EXERCISE TASKS:
1. In the transfer learning excerpt, shorten the paragraph that begins "Among the several types that have been developed" while keeping its main facts.
2. Write the next part of the transfer learning excerpt, picking up after its last line.

#### SOURCE EXCERPT ####

In the context of machine learning with artificial neural networks, transfer learning has been used to improve a model in one domain by transferring information from a model in a related domain. For example, given a source domain \(D_{S}\) with a corresponding task \(T_{S}\), and a target domain \(D_T\) with a corresponding task \(T_T\), transfer learning is the process of improving the target predictive function \(f_T(\cdot )\) by using the related information from \(D_S\) and \(T_S\) [23].

Among the several types that have been developed, homogeneous transfer learning is the most suitable for the approach presented in this work. The homogeneous transfer is properly applied where there is available data that is drawn from a domain related to, but not an exact match for, a target domain of interest.

This process of transfer learning is commonly applied in human learning, where experiences in one task (e.g., playing a musical instrument) can mean a significant improvement in learning a new task (e.g., playing a different musical instrument), relative to learning a new task with no antecedent [24].

In this work, \(D_S\) and \(T_S\) represent several possibilities: the approximation of the identity function with speech data, the same task with noisy data, or the task of denoising speech with additive noise at SNR0, while \(D_T\) and \(T_T\) the task of denoising at every other SNR level.

4 Experimental Setup

This section describes in some detail the experimental setup that was followed in the paper. The whole process can be summarized in the following steps:
  1. 1.

    Noisy database generation: Files containing artificially generated white noise were generated and added to each audio file in the database for a given signal-to-noise ratio (SNR). Five noise levels were added, to cover a range from light to heavy noise levels.

     
  2. 2.

    Feature extraction and input-output correspondence: A set of parameters was extracted from the noisy and the clean audio files, using the Ahocoder system. Those from the noisy files were used as inputs to the networks, while the corresponding clean features were the outputs.

     
  3. 3.

#### PROVIDED INFORMATION ####

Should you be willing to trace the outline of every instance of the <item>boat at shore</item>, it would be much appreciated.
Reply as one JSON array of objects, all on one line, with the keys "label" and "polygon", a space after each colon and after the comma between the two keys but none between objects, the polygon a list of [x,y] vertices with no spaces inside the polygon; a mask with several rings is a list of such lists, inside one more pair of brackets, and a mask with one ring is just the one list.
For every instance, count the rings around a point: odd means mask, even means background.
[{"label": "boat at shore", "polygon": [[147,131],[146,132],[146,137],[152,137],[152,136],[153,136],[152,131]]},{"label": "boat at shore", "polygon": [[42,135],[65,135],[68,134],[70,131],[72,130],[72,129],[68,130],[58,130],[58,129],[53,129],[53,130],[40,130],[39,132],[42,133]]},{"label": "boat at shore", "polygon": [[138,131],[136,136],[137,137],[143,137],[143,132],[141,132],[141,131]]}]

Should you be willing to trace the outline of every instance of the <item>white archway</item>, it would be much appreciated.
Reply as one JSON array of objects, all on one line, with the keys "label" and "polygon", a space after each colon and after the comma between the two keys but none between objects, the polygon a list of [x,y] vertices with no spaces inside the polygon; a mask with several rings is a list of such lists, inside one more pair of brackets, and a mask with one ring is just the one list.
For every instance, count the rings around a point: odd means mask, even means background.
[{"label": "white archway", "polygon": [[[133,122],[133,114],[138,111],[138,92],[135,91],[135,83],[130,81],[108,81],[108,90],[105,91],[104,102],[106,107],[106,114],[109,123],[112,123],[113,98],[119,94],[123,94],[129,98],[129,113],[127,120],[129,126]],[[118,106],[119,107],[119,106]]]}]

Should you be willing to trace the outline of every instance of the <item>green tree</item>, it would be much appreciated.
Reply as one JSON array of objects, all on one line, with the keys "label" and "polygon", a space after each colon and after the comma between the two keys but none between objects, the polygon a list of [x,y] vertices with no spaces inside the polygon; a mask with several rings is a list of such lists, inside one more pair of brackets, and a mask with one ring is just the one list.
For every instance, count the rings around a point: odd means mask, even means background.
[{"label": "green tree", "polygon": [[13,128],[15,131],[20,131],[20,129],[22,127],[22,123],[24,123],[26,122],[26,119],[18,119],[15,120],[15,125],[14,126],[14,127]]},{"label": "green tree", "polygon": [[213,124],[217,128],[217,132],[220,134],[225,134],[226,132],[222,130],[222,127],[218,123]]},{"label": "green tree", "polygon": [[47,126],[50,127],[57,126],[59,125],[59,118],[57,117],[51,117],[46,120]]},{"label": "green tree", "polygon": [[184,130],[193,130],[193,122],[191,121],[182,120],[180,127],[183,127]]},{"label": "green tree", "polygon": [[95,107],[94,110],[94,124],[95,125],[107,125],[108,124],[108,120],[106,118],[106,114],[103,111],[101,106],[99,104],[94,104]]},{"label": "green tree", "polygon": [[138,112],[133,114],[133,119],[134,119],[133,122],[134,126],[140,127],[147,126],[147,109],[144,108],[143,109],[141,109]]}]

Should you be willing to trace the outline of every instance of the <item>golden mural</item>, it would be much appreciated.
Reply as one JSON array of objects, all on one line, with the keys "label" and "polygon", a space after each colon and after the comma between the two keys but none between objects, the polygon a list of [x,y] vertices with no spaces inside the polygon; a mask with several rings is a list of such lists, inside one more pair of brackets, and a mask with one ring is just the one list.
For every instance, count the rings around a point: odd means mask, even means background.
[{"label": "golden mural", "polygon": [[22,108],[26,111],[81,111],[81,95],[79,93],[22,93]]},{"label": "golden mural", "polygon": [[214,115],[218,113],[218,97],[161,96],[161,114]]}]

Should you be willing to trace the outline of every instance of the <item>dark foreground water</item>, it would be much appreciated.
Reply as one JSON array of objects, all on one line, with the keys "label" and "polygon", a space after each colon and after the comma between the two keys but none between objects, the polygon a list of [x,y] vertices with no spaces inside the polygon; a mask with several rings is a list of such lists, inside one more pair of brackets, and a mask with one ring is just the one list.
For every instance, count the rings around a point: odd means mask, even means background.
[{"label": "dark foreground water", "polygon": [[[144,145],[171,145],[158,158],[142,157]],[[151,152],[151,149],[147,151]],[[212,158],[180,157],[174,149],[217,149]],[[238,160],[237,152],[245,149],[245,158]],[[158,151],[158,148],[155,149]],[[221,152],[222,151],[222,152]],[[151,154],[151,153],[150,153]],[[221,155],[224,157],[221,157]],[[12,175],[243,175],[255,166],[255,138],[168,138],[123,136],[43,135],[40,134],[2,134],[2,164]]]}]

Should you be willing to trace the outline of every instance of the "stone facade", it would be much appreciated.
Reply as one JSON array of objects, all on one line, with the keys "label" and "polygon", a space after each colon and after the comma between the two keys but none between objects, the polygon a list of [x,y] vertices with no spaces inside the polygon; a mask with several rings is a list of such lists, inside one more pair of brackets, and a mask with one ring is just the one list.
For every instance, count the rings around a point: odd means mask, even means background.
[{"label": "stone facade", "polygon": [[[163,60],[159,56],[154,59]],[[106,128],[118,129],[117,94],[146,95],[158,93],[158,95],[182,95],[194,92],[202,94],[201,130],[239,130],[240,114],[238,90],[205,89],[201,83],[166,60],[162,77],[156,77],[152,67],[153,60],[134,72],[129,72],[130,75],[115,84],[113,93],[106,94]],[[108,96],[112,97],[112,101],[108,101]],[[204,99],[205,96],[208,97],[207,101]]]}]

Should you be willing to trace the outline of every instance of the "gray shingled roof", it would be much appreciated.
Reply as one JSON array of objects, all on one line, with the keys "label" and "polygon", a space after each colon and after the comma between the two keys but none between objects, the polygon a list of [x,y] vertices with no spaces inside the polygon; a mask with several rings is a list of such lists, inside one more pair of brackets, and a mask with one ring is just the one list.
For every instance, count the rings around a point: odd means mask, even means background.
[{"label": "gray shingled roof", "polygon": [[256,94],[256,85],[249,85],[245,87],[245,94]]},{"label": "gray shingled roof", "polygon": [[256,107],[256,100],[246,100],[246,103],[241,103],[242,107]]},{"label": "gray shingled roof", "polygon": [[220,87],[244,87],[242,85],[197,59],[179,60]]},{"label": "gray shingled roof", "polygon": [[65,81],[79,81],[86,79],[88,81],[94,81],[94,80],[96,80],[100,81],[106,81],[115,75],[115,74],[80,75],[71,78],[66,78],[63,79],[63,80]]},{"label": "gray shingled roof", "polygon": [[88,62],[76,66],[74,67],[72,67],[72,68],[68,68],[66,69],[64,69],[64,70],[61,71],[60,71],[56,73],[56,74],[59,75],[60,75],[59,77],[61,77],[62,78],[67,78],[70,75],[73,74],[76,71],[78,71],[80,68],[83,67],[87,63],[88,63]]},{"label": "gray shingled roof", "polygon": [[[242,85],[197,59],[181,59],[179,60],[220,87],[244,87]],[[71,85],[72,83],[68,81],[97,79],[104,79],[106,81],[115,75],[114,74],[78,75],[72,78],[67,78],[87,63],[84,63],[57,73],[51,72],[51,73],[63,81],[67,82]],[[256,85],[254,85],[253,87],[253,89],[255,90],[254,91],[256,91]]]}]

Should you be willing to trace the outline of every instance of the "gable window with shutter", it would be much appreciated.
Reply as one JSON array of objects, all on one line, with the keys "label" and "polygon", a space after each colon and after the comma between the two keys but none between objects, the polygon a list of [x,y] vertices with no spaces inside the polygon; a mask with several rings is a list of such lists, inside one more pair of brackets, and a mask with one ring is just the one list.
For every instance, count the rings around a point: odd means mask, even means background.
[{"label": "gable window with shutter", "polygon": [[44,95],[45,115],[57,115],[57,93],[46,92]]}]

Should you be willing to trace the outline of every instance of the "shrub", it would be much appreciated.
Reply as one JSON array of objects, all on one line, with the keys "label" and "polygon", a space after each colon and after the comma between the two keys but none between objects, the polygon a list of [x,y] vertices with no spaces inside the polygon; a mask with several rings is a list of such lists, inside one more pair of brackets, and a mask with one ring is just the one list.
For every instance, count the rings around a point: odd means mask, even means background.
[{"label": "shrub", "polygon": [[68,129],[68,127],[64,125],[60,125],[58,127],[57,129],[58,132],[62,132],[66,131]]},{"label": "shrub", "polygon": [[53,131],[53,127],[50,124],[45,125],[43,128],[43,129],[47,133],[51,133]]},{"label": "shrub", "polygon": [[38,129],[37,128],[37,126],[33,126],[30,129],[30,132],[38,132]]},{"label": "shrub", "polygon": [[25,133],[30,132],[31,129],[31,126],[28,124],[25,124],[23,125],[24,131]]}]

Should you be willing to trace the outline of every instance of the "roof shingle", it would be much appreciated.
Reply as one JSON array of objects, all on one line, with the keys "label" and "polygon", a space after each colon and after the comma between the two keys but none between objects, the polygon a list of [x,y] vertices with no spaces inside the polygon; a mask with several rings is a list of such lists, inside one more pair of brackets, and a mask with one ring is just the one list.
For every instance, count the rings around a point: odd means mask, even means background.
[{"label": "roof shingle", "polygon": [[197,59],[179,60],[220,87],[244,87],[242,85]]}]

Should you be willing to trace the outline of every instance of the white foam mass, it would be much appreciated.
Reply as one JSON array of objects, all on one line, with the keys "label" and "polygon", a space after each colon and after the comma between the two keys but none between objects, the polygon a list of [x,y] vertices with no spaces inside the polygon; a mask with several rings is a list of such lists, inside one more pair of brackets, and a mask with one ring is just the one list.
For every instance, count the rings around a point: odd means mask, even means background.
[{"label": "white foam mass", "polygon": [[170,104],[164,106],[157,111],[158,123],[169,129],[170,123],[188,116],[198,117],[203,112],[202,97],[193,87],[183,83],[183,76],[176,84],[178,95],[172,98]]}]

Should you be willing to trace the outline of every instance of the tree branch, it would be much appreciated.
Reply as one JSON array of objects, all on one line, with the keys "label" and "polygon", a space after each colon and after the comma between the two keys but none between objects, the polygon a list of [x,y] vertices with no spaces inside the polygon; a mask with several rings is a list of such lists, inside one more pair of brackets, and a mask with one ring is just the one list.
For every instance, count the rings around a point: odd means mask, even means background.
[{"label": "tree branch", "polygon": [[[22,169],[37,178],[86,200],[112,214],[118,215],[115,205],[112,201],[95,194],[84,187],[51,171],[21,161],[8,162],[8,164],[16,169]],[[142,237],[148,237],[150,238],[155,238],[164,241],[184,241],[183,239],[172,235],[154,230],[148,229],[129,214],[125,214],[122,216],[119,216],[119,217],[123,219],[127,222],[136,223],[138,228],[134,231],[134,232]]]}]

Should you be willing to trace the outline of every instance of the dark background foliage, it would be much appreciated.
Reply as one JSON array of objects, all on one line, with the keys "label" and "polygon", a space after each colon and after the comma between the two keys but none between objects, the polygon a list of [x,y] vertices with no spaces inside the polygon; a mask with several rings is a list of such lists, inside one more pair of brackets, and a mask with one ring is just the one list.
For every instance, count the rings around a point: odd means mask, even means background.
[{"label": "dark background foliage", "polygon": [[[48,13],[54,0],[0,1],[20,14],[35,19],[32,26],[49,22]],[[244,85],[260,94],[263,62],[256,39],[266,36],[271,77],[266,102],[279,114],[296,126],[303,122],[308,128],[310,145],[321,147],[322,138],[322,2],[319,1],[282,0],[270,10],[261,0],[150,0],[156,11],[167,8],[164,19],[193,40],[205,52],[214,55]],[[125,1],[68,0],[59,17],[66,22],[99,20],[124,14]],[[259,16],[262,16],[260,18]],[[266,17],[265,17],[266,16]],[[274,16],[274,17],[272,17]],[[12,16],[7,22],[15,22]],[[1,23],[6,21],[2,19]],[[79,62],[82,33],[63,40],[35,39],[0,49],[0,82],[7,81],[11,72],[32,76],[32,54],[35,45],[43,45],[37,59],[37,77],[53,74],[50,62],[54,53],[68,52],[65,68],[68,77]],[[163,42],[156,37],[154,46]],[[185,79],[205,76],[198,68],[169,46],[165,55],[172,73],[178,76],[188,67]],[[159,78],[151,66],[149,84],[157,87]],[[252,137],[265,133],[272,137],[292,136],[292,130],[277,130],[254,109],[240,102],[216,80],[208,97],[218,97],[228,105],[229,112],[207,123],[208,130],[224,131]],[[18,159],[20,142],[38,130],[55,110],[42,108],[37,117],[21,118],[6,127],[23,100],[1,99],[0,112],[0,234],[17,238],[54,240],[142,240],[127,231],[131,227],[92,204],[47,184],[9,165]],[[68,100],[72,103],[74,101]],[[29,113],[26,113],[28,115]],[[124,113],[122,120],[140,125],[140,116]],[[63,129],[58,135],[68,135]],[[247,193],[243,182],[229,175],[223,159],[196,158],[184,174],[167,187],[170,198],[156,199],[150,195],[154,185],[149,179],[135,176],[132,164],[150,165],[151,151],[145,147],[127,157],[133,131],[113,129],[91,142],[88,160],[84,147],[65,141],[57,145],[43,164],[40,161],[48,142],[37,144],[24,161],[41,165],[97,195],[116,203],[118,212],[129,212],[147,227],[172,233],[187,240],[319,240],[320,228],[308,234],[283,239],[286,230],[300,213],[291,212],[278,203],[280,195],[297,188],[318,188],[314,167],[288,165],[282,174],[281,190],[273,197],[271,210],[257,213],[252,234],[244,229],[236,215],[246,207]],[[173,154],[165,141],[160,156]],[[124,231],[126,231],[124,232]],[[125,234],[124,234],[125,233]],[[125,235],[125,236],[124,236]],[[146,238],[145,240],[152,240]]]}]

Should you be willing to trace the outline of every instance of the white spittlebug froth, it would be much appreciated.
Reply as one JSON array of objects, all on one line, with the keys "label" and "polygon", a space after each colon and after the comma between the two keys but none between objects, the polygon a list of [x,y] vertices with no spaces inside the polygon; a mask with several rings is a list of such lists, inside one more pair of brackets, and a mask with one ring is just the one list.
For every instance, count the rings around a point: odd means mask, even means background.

####

EXPECTED OUTPUTS:
1. Of the types of transfer learning developed, homogeneous transfer learning best suits the approach in this work. It applies when the available data comes from a domain related to the target domain but not an exact match for it.

2.
    Training and validation: During training and validation, using forward pass and backpropagation through time algorithm to train the BLSTM networks, the internal weights of the connections were adjusted as the noisy and clean utterances were presented at the inputs and the outputs. A total of 900 utterances (about 80% of the total database) were used for training and 180 utterances (about 15% of the total database) were used for validation. Details and equations of the algorithm followed can be found in [25].

     
  4. 4.

    Test: A subset of 50 randomly selected utterances (about 5% of the total amount of utterances of the database) was chosen for the test set. These utterances were not part of the training process, to provide independence between the training and testing.

     

4.1 Database

In our work, we chose the SLT voice from the CMU ARCTIC databases [26], designed for speech research purposes at the Carnegie Mellon University, in the United States of America. The whole set of 1132 sentences were used to randomly define the training, validation and test sets. In our work, we chose the female SLT voice.

4.2 Initialization and Transfer Learning

To test the proposal, different proposals to initialize the networks, or perform the transfer learning from other networks are compared:
  • Base system (random initialization): The set of internal weights of the BLSTM network were initialized randomly, as the common practice in training autoencoders.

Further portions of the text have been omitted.